### Description of the task
Carry on the personal reflection about reading a dying neurosurgeon's memoir, picking up right after its final paragraph.

=== Text to read ===

Kevin, on the other hand, read a few chapters and put it down.  “How could you put it down!?  I wanted to read it in one sitting.”  I suspected he didn’t want to read it because it is just too sad.  Kevin explained that he didn’t want to read it because the dude is on another level of brilliant and he could not connect to those heights.

True, his intelligence was almost comical.  Laughably smart.  And as a neurosurgeon, his contributions to the world were quantifiable yet immeasurable.  Death does not discriminate.

I also happened to read this book when Olive was the EXACT SAME AGE as Dr. K’s own infant daughter.  Here is a message he wrote for his daughter before he passed away, before he had a chance to complete his memoir:

“When you come to one of the many moments in life where you must give an account of yourself, provide a ledger of what you have been, and done, and meant to the world, do not, I pray, discount that you filled a dying man’s days with a sated joy, a joy unknown to me in all my prior years, a joy that does not hunger for more and more but rests, satisfied.  In this time, right now, that is an enormous thing.”

=== Information supplied ===

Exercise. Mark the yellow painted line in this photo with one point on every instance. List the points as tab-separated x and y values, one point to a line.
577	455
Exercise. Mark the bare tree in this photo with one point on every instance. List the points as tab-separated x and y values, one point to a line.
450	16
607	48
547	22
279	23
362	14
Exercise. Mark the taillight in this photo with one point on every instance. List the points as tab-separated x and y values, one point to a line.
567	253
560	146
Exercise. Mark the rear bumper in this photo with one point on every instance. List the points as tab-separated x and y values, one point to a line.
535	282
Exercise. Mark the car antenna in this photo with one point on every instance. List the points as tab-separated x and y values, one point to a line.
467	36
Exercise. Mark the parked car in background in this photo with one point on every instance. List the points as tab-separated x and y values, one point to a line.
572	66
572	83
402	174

===
=== Information supplied ===

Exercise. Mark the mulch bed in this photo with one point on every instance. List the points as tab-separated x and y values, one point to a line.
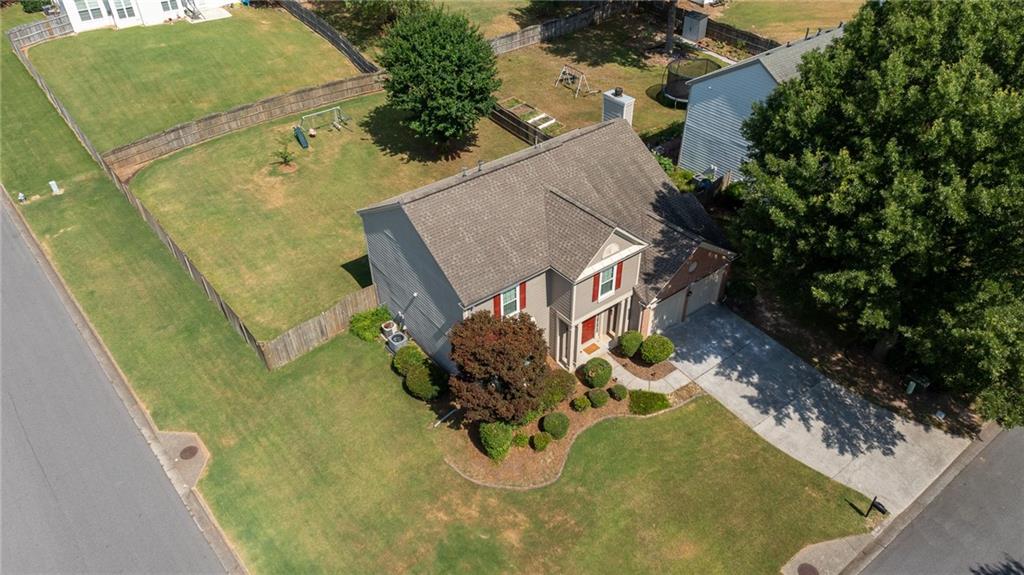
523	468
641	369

===

### Task response
If I may bite offa this brilliant man for a moment…

Olive, I hope we always remain as close as we are right now, as you peer into my eyes and beat my bosom as you nurse.  I know mothers and daughters are notorious for butting heads and not seeing eye to eye later, but please know that you were just a daydream of mine until God deposited you in my 39.999 year old womb.  Unlike Dr. K, I *had* known a joy like this in prior years, through your brothers, but I didn’t know that I would get to experience this again, for what must be the last time.  Please know that when your not-young mom swings you at the freezing playground, she still resists the urge to lift her mittened-hands to the heavens in gratitude and in awe of you.  (I also don’t lift my hands because I got to spot you on the baby swing.)

Olive you.  I hope I get to be around for a LONG time.  To see my Olive tree grow.

Thank you, Dr. PK, for sharing your story with us and reminding me again that every gummy, babbling, suddenly-not-sleeping-through-the-night, pudgy-cheeked, breast-pumping-at-work-during-appointed-time-slots, moment is a gift.